Every entry below should be printed exactly, without its images.

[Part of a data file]
============================================================

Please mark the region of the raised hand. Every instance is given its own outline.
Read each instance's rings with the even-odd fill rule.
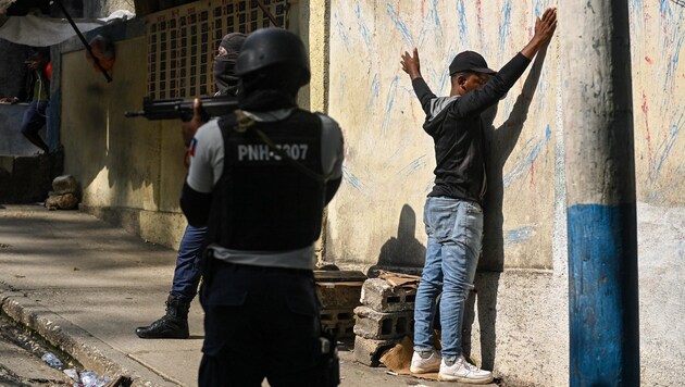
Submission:
[[[421,62],[419,61],[419,50],[414,48],[414,55],[412,57],[409,52],[404,51],[400,55],[402,65],[402,71],[409,74],[411,79],[421,77]]]

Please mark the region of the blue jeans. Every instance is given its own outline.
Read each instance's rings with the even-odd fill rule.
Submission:
[[[434,348],[433,321],[441,291],[443,357],[458,357],[464,304],[481,254],[483,209],[471,201],[428,197],[423,222],[428,244],[414,309],[414,350]]]
[[[198,292],[200,284],[200,260],[207,227],[188,225],[183,234],[176,257],[176,270],[170,294],[183,302],[190,302]]]

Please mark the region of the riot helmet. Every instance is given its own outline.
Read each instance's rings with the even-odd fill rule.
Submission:
[[[242,45],[236,62],[236,74],[244,77],[256,72],[282,72],[298,87],[309,83],[309,55],[302,40],[295,34],[276,27],[251,33]]]

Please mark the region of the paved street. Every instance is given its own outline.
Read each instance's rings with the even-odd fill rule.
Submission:
[[[0,315],[0,386],[72,386],[68,376],[40,360],[47,351],[45,345]]]
[[[134,333],[163,313],[175,257],[88,214],[5,204],[0,308],[98,375],[127,375],[134,386],[195,386],[204,337],[198,302],[190,308],[188,340],[142,340]],[[0,363],[14,373],[2,377],[17,386],[61,377],[34,373],[47,366],[38,363],[20,369],[8,361],[18,359],[14,353],[21,351],[0,348]],[[351,346],[340,351],[340,386],[350,387],[458,386],[365,366],[354,361]]]

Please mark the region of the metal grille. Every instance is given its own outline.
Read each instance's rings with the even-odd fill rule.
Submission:
[[[212,0],[150,15],[148,96],[190,98],[214,93],[212,60],[225,34],[248,34],[273,26],[287,27],[287,0]]]

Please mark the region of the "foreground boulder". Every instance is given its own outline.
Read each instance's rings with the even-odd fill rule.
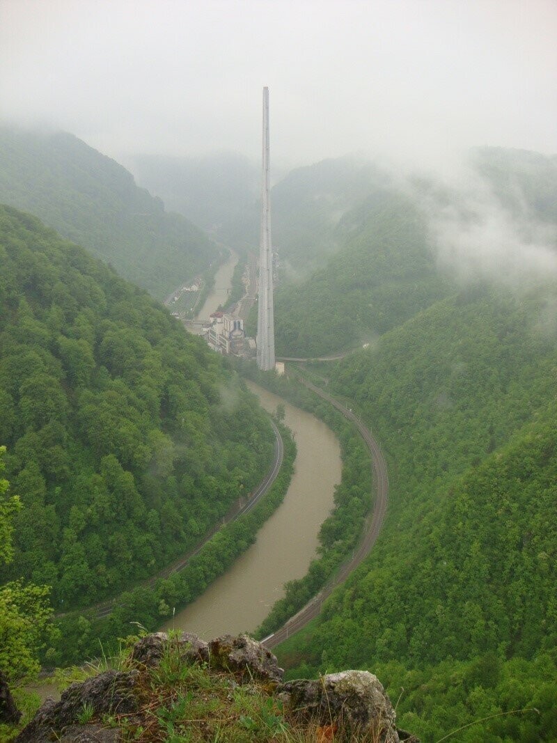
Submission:
[[[294,714],[308,722],[316,721],[377,743],[400,743],[391,700],[377,677],[368,671],[288,681],[278,691]]]
[[[148,635],[137,642],[131,651],[131,660],[137,663],[153,668],[160,663],[164,655],[177,652],[188,663],[209,663],[209,645],[191,632],[182,632],[169,640],[166,632]]]
[[[211,640],[209,652],[212,668],[273,681],[281,681],[284,675],[276,657],[247,635],[239,635],[237,637],[223,635]]]
[[[47,700],[16,742],[162,740],[171,723],[177,739],[192,741],[417,742],[397,730],[373,674],[345,671],[282,684],[276,658],[245,635],[209,643],[188,633],[149,635],[135,643],[123,668],[72,684],[58,702]],[[196,695],[207,710],[201,718],[195,701],[189,711]]]
[[[76,724],[80,718],[83,719],[85,710],[91,718],[137,712],[140,706],[138,681],[138,671],[132,669],[105,671],[85,681],[72,684],[62,695],[59,701],[47,699],[16,741],[17,743],[47,743],[59,740],[73,743],[79,739],[84,743],[91,739],[102,740],[104,743],[105,741],[118,740],[114,730],[107,731],[108,737],[100,739],[98,731],[86,729],[94,726],[78,727]],[[85,733],[90,738],[83,738],[82,734]],[[91,738],[91,735],[94,737]]]

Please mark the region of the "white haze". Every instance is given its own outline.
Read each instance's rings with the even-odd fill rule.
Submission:
[[[272,163],[359,151],[434,169],[420,195],[463,280],[555,276],[553,229],[510,213],[459,153],[557,152],[555,0],[0,0],[5,121],[62,129],[120,161],[261,146]]]
[[[557,278],[557,225],[533,214],[518,186],[511,210],[478,173],[457,172],[443,195],[411,188],[440,267],[463,282],[488,279],[515,288]]]
[[[6,120],[117,160],[557,152],[555,0],[0,0]]]

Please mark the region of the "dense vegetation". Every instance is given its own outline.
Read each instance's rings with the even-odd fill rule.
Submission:
[[[21,500],[10,493],[10,483],[1,476],[4,455],[5,447],[0,447],[0,565],[13,557],[13,519],[22,508]],[[50,623],[48,593],[46,586],[24,585],[21,580],[0,585],[0,669],[10,684],[36,675],[39,652],[59,639]],[[0,724],[0,738],[3,732]]]
[[[362,536],[364,519],[371,507],[371,469],[369,452],[356,428],[332,405],[303,386],[295,377],[278,377],[259,372],[253,364],[238,363],[244,376],[308,411],[323,421],[339,438],[342,459],[341,481],[335,488],[334,507],[319,533],[318,555],[307,574],[284,586],[284,596],[276,602],[258,628],[261,638],[281,627],[302,609],[350,556]]]
[[[139,183],[169,209],[238,251],[259,240],[258,165],[236,152],[199,158],[136,155],[131,169]]]
[[[492,739],[557,732],[547,698],[557,681],[551,291],[464,290],[331,372],[389,453],[389,511],[370,558],[290,662],[302,652],[296,672],[348,664],[385,677],[391,694],[410,688],[401,708],[426,740],[530,704],[541,717],[501,718]]]
[[[342,227],[350,236],[326,267],[276,292],[280,355],[325,355],[361,345],[451,291],[409,199],[378,189],[343,218]]]
[[[198,542],[259,481],[273,432],[146,292],[6,207],[0,264],[0,440],[24,505],[0,578],[88,605]]]
[[[108,617],[99,617],[93,611],[74,612],[59,619],[56,624],[64,640],[53,644],[45,657],[49,665],[81,662],[98,655],[101,648],[114,651],[118,638],[129,635],[131,628],[137,625],[147,630],[158,629],[175,608],[194,601],[230,567],[255,542],[258,529],[282,502],[288,489],[296,445],[287,429],[281,428],[284,458],[264,497],[247,514],[219,529],[179,572],[158,579],[152,585],[138,586],[123,593]]]
[[[39,217],[159,299],[219,258],[187,219],[68,134],[0,127],[0,203]]]
[[[232,153],[203,158],[137,156],[138,181],[238,252],[257,250],[261,224],[258,164]],[[325,256],[344,244],[342,217],[388,177],[360,158],[324,160],[296,168],[275,181],[273,245],[289,278],[322,267]]]

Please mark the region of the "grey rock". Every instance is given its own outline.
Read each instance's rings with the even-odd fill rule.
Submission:
[[[60,743],[120,743],[122,731],[102,725],[69,725],[64,728]]]
[[[59,701],[47,699],[17,736],[16,743],[46,743],[55,740],[53,736],[61,737],[65,728],[78,721],[85,706],[92,709],[93,716],[136,712],[139,708],[138,676],[136,670],[105,671],[94,678],[72,684]]]
[[[400,743],[391,700],[377,677],[368,671],[343,671],[316,681],[287,681],[278,691],[301,720],[336,724],[345,736]]]
[[[209,643],[211,668],[252,675],[256,678],[280,681],[284,675],[276,657],[266,647],[247,635],[233,637],[223,635]]]
[[[7,685],[7,679],[0,671],[0,722],[17,724],[22,716]]]
[[[209,646],[197,635],[182,632],[178,637],[169,640],[166,632],[156,632],[142,637],[134,646],[131,659],[147,667],[158,666],[172,643],[172,650],[178,650],[180,657],[190,663],[208,663]]]

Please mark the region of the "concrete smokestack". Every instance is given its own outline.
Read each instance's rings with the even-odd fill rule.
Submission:
[[[273,307],[273,250],[269,175],[269,88],[263,88],[263,183],[261,237],[259,250],[259,290],[257,316],[257,366],[264,372],[275,368],[275,315]]]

============================================================

#### Complete response:
Please mark the region of the raised hand. Every instance is given its own outline.
Read each instance's rings with the even-odd fill rule.
Submission:
[[[421,62],[419,61],[419,50],[414,48],[414,55],[412,57],[409,52],[404,51],[400,55],[402,65],[402,71],[409,74],[411,79],[421,77]]]

Please mark the region of the blue jeans. Every instance is given its own outline.
Read each instance's rings with the even-odd fill rule.
Submission:
[[[434,348],[433,321],[441,291],[443,357],[458,357],[464,304],[481,254],[483,209],[471,201],[428,197],[423,222],[428,244],[414,309],[414,350]]]
[[[198,292],[200,284],[200,260],[207,227],[188,225],[183,234],[176,257],[176,270],[170,294],[183,302],[190,302]]]

Please mark the region of the riot helmet. Every instance is given its own outline.
Read each instance's rings with the even-odd fill rule.
Submission:
[[[242,45],[236,62],[236,74],[244,77],[256,72],[282,72],[298,87],[309,83],[309,55],[302,40],[295,34],[276,27],[251,33]]]

Please mark the region of the paved street. Every instance is given its own outline.
Read each instance's rings with the even-odd fill rule.
Submission:
[[[0,315],[0,386],[72,386],[68,376],[40,360],[47,351],[45,345]]]
[[[134,333],[163,313],[175,257],[88,214],[5,204],[0,308],[98,375],[127,375],[134,386],[195,386],[204,337],[198,302],[190,308],[188,340],[142,340]],[[0,363],[14,373],[2,377],[17,386],[61,377],[34,373],[47,366],[38,363],[20,369],[8,361],[18,359],[14,353],[21,351],[0,348]],[[351,346],[340,351],[340,386],[350,387],[458,386],[365,366],[354,361]]]

Please mark the region of the metal grille. Every instance is given its own outline.
Read each instance's rings with the even-odd fill rule.
Submission:
[[[212,0],[150,15],[148,96],[190,98],[214,93],[212,60],[225,34],[248,34],[273,26],[287,27],[287,0]]]

Please mark the region of the "foreground boulder". Every instance is given its own outline.
Read each instance's rings with the even-odd fill rule.
Submission:
[[[294,714],[308,722],[316,721],[377,743],[400,743],[391,700],[377,677],[368,671],[288,681],[278,691]]]
[[[148,635],[137,642],[131,651],[131,660],[137,663],[153,668],[160,663],[164,655],[177,652],[188,663],[209,663],[209,645],[191,632],[182,632],[169,640],[166,632]]]
[[[211,640],[209,652],[212,668],[273,681],[281,681],[284,675],[276,657],[247,635],[239,635],[237,637],[223,635]]]
[[[47,700],[16,742],[162,740],[171,723],[177,739],[192,741],[417,742],[397,730],[373,674],[345,671],[282,684],[276,658],[245,635],[209,643],[188,633],[149,635],[135,643],[123,668],[72,684],[58,702]],[[196,695],[207,710],[201,718],[195,701],[189,711]]]
[[[76,724],[80,718],[83,719],[85,710],[91,718],[137,712],[140,706],[138,681],[138,671],[132,669],[105,671],[85,681],[72,684],[62,695],[59,701],[47,699],[16,741],[17,743],[47,743],[59,740],[73,743],[79,739],[84,743],[91,739],[102,740],[104,743],[105,741],[118,740],[114,730],[107,731],[108,737],[100,739],[98,731],[86,729],[94,726],[78,727]],[[85,733],[90,738],[83,738],[82,734]],[[91,738],[91,735],[94,737]]]

Please mark the region of the "white haze". Every instance is given its own outline.
Read each instance's rings with the even-odd fill rule.
Submission:
[[[272,163],[359,151],[434,169],[420,195],[463,280],[555,276],[553,229],[510,213],[459,153],[557,152],[555,0],[0,0],[5,121],[62,129],[120,161],[261,146]]]
[[[557,278],[557,225],[533,214],[518,186],[511,210],[478,173],[457,172],[443,195],[411,188],[440,267],[463,282],[488,279],[515,288]]]
[[[6,120],[117,160],[557,152],[555,0],[0,0]]]

Please mark the region of the "dense vegetation". Every instance is given its own outline.
Read each instance's rings with the even-odd fill rule.
Submission:
[[[21,500],[10,493],[10,483],[1,476],[4,455],[5,447],[0,447],[0,565],[13,557],[13,519],[22,508]],[[50,623],[48,593],[46,586],[24,585],[21,580],[0,585],[0,669],[10,684],[36,675],[39,652],[59,639]],[[0,724],[0,738],[3,732]]]
[[[362,536],[364,519],[371,507],[371,469],[369,452],[356,428],[332,405],[303,386],[295,377],[278,377],[259,372],[253,364],[238,363],[244,376],[308,411],[323,421],[339,438],[342,459],[341,481],[335,488],[334,507],[319,533],[318,555],[307,574],[284,586],[284,596],[276,602],[258,628],[261,638],[281,627],[302,609],[350,556]]]
[[[139,183],[169,209],[238,251],[259,240],[258,165],[236,152],[199,158],[136,155],[131,169]]]
[[[492,739],[557,732],[547,698],[557,681],[551,291],[464,290],[331,372],[389,453],[389,511],[370,558],[290,662],[302,652],[296,672],[348,664],[385,677],[391,694],[410,688],[401,708],[426,740],[530,704],[541,717],[501,718]]]
[[[342,227],[350,236],[326,267],[276,292],[280,355],[325,355],[361,345],[451,291],[409,199],[378,189],[343,218]]]
[[[198,542],[259,481],[273,432],[146,292],[6,207],[0,264],[0,440],[24,505],[0,578],[88,605]]]
[[[108,617],[99,617],[93,611],[74,612],[59,619],[56,624],[64,640],[53,644],[45,657],[49,665],[81,662],[98,655],[101,648],[114,651],[118,638],[129,635],[131,628],[137,625],[147,630],[158,629],[175,608],[194,601],[230,567],[255,542],[258,529],[282,502],[288,489],[296,445],[287,429],[281,428],[284,458],[264,497],[247,514],[219,529],[179,572],[158,579],[152,585],[138,586],[123,593]]]
[[[39,217],[159,299],[219,258],[187,219],[68,134],[0,127],[0,203]]]
[[[232,153],[203,158],[137,156],[138,181],[238,252],[257,250],[261,224],[258,164]],[[325,256],[344,244],[342,217],[388,177],[360,158],[324,160],[296,168],[275,181],[273,245],[289,278],[322,267]]]

Please mark the region of the "grey rock". Every instance is given its own outline.
Read each instance's rings with the even-odd fill rule.
Submission:
[[[60,743],[120,743],[122,731],[102,725],[69,725],[64,728]]]
[[[59,701],[47,699],[17,736],[16,743],[46,743],[55,740],[53,736],[61,737],[65,728],[78,721],[85,706],[92,709],[93,716],[136,712],[139,708],[138,676],[136,670],[105,671],[94,678],[72,684]]]
[[[400,743],[391,700],[377,677],[368,671],[343,671],[316,681],[287,681],[278,691],[301,720],[336,724],[345,736]]]
[[[209,643],[211,668],[252,675],[256,678],[280,681],[284,675],[276,657],[266,647],[247,635],[233,637],[223,635]]]
[[[7,685],[7,679],[0,671],[0,722],[17,724],[22,716]]]
[[[209,646],[197,635],[182,632],[178,637],[169,640],[166,632],[156,632],[142,637],[134,646],[131,659],[147,667],[158,666],[172,643],[172,650],[178,650],[180,657],[190,663],[208,663]]]

Please mark the region of the "concrete smokestack". Every instance is given its own outline.
Read each instance's rings with the even-odd fill rule.
Submission:
[[[273,307],[273,250],[269,175],[269,88],[263,88],[263,183],[261,237],[259,250],[259,290],[257,316],[257,366],[264,372],[275,368],[275,315]]]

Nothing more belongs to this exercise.